To do
Starting at the top of the entries, restate word for word each line up to and including the one with "rough mask: <svg".

[Records from a collection]
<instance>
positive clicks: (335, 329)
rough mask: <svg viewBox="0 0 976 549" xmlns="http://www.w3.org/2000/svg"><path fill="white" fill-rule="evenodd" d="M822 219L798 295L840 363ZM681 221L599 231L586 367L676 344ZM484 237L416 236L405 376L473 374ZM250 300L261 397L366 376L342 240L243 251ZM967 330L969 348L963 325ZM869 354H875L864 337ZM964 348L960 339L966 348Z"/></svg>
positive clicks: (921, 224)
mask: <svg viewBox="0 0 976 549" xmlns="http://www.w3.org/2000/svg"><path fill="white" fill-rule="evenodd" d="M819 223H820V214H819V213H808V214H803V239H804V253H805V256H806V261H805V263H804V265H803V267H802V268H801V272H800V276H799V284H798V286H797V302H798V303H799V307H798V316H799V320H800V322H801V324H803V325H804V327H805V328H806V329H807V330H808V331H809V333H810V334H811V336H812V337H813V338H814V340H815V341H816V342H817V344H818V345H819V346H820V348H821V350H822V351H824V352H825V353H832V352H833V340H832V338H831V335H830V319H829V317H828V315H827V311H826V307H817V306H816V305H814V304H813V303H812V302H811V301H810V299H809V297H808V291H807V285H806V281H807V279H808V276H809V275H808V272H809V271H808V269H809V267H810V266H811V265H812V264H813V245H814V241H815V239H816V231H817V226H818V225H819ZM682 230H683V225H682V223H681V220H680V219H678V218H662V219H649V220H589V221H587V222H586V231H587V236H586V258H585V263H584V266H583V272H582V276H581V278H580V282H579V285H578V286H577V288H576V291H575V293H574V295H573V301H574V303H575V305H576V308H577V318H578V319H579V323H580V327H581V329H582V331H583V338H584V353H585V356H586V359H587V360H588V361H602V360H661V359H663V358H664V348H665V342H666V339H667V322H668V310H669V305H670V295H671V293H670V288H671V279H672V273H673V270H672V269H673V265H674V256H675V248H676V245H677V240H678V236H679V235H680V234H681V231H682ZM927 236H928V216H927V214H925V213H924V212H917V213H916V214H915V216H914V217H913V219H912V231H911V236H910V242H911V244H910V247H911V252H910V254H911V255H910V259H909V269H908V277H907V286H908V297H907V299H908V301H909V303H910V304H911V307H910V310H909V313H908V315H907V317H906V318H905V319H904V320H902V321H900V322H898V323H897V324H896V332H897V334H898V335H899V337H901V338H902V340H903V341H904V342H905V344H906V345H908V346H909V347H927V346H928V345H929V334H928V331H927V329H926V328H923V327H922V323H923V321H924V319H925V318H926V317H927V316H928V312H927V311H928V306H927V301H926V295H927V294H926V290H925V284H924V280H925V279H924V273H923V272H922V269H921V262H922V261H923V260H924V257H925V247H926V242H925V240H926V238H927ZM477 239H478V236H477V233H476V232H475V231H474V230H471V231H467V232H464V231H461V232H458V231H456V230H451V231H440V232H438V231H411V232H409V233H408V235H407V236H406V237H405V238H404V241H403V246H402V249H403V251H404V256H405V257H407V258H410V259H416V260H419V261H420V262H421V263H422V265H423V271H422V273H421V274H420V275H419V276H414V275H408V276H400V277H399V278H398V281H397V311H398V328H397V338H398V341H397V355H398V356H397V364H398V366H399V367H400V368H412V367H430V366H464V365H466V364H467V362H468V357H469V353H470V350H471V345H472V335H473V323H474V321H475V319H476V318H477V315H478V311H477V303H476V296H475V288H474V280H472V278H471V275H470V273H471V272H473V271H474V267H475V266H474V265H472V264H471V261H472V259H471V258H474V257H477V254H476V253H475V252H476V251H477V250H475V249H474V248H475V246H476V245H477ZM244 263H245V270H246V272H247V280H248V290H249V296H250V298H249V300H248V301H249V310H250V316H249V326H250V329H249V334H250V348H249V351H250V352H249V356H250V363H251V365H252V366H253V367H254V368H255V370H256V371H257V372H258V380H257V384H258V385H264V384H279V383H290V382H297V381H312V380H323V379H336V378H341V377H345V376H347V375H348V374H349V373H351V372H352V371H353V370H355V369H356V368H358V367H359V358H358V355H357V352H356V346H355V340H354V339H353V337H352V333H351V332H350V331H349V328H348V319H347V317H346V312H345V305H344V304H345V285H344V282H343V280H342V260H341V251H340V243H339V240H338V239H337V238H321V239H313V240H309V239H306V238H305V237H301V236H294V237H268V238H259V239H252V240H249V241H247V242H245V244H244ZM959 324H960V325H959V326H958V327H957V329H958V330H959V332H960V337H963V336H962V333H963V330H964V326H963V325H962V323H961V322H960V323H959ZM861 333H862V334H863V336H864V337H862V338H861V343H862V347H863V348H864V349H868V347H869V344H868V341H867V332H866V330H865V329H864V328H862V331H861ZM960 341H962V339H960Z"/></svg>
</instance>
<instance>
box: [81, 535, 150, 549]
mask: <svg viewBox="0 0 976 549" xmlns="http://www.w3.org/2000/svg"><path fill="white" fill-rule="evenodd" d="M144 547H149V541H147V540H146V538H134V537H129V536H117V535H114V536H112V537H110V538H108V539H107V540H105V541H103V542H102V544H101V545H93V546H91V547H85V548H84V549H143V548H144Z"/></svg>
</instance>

Task result
<instance>
positive clicks: (335, 329)
rough mask: <svg viewBox="0 0 976 549" xmlns="http://www.w3.org/2000/svg"><path fill="white" fill-rule="evenodd" d="M822 219L798 295L840 363ZM681 221L599 231L586 367L676 344ZM484 237L416 236L405 376L473 374ZM250 300L261 397L366 376L342 240L243 251ZM967 330L969 348L963 325ZM869 354H875L864 337ZM964 348L960 339L966 348Z"/></svg>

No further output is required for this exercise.